Instructions to follow: Which lines in the rows below contain the word "brown"? Pick out each one and copy it in full.

──────

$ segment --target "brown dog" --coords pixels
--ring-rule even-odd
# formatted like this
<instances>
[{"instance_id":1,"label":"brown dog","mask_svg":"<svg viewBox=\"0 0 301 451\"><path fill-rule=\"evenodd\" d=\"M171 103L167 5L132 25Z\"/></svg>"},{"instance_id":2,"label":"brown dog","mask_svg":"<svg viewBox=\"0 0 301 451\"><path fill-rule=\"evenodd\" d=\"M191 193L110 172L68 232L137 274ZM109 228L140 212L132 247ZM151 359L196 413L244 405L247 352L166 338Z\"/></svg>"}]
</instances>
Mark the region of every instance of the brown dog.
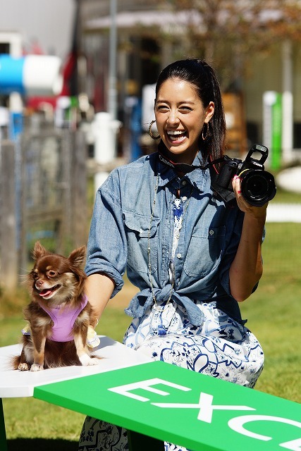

──────

Response below:
$ segment --target "brown dog" --coords pixels
[{"instance_id":1,"label":"brown dog","mask_svg":"<svg viewBox=\"0 0 301 451\"><path fill-rule=\"evenodd\" d=\"M171 103L167 5L132 25Z\"/></svg>"},{"instance_id":2,"label":"brown dog","mask_svg":"<svg viewBox=\"0 0 301 451\"><path fill-rule=\"evenodd\" d=\"M191 193L110 172L68 232L137 274ZM109 228L140 212L132 247ZM151 359L196 413L244 405L247 352L166 338Z\"/></svg>"}]
Mark the region of every instance of the brown dog.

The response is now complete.